:: EXERCISE DETAILS ::
Your output should be the listing itself, repeated exactly.

:: INPUT FOR THIS TASK ::
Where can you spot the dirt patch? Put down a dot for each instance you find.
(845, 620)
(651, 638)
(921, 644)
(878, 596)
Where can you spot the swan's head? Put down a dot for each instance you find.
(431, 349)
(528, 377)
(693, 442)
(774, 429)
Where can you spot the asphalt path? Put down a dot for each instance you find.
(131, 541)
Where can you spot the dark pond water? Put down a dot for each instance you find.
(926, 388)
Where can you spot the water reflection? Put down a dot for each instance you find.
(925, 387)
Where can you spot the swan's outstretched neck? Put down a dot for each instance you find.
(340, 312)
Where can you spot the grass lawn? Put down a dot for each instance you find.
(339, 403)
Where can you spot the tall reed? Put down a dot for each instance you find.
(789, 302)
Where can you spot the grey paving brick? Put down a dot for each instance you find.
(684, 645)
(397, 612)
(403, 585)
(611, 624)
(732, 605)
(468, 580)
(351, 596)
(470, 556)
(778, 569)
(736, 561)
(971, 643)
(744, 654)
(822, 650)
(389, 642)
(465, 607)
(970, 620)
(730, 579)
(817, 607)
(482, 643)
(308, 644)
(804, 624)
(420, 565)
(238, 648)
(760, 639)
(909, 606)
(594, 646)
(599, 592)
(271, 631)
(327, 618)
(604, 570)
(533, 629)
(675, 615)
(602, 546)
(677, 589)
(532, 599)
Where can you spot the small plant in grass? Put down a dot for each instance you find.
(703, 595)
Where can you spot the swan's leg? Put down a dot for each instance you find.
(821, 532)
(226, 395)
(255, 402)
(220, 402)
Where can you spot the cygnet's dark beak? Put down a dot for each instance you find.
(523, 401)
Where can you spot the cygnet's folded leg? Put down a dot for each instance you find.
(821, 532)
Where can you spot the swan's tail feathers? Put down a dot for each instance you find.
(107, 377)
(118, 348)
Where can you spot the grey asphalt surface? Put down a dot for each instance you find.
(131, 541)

:: WRITTEN SOLUTION ::
Where can you spot the dirt patch? Put down a dot for each instance you find.
(845, 620)
(651, 638)
(921, 644)
(878, 596)
Where can you spot the swan's head? Put down a dot for each instance you find.
(431, 349)
(528, 377)
(693, 442)
(774, 429)
Where can you spot the asphalt path? Put down a dot for each instance you find.
(131, 541)
Where can you spot the dark pond water? Put down a dot for each instance you find.
(926, 388)
Where can you spot the water reflection? Put down a dot for each instance you find.
(925, 387)
Where can you spot the swan's outstretched neck? Put down a dot for each instance you find.
(340, 312)
Where can you spot the grass lawn? Put down a dot for each instance you find.
(339, 403)
Where can you spot the tall reed? Put down a dot for each instance you find.
(789, 302)
Where can you spot the grey paving brick? Put down a dot for each instance you find.
(684, 645)
(397, 612)
(403, 585)
(611, 624)
(732, 605)
(468, 580)
(351, 596)
(470, 556)
(778, 569)
(736, 561)
(971, 643)
(744, 654)
(822, 650)
(389, 642)
(465, 607)
(970, 620)
(730, 579)
(817, 607)
(482, 643)
(308, 644)
(804, 624)
(420, 565)
(238, 648)
(760, 639)
(909, 606)
(594, 646)
(599, 592)
(271, 631)
(327, 618)
(604, 570)
(533, 629)
(675, 615)
(602, 546)
(677, 589)
(532, 599)
Where can you spot the small plant in grass? Put down a dot for each instance you find.
(703, 595)
Where can you spot the swan's leg? Put down a dot for each instance you find.
(821, 532)
(226, 395)
(255, 402)
(220, 402)
Where can you spot the cygnet's dark beak? Put down a dot for each instance you find.
(523, 401)
Where can you spot the cygnet's folded leg? Put down a dot for each instance you find.
(821, 532)
Where can you spot the swan's tail feathers? Put down a dot for each instance you find.
(107, 377)
(118, 348)
Where can you spot the grey asphalt surface? Put down a dot for each instance you find.
(131, 541)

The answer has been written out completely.